*Extract to read*:
Sunday, December 22, 2024

mortgage interest rate deductions

Real or Fake News?

It’s all over the news – the government is harming homeowners and real estate by wanting to do away with the mortgage interest deduction (MID). From major real estate portals to the National Association of Realtors’ website, hand wringing rules the day.

Is it fake news, the truth or are the reports somewhere in between?

A little history

Before 1986, all interest on all loans (even credit card bills), regardless of purpose, was tax deductible. The Tax Reform Act of 1986 (TRA86) did away with all of those deductions, with the exception of mortgage interest.

Interestingly, the TRA86 was touted very much the same way today’s tax reform efforts are – as a way to simplify the tax code and do away with tax loopholes.

To itemize or not to itemize

To take advantage of the MID, a taxpayer must itemize deductions. For itemizing to make sense, his or her deductions must exceed the standard deduction. These deductions include the MID as well as charitable contributions, medical expenses, property taxes, state and local income taxes and others.

*Description of the task*: Reproduce the mortgage interest deduction article word for word from "Real or Fake" to "of mortgage interest.". The material that follows comes from a different source than the mortgage interest deduction article.

*Raw data*:
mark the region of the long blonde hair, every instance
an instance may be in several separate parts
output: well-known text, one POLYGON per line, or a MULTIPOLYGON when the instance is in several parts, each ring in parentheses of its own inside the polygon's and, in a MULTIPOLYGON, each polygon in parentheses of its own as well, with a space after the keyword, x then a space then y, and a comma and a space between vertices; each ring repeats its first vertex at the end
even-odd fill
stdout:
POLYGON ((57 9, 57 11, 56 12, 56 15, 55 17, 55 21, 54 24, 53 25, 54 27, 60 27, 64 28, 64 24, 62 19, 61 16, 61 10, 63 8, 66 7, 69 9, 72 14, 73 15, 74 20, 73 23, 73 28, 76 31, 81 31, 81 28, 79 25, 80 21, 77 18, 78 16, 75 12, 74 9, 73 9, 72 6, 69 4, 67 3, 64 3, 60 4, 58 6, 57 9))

*Exercise output*:
Real or Fake News?

It’s all over the news – the government is harming homeowners and real estate by wanting to do away with the mortgage interest deduction (MID). From major real estate portals to the National Association of Realtors’ website, hand wringing rules the day.

Is it fake news, the truth or are the reports somewhere in between?

A little history

Before 1986, all interest on all loans (even credit card bills), regardless of purpose, was tax deductible. The Tax Reform Act of 1986 (TRA86) did away with all of those deductions, with the exception of mortgage interest.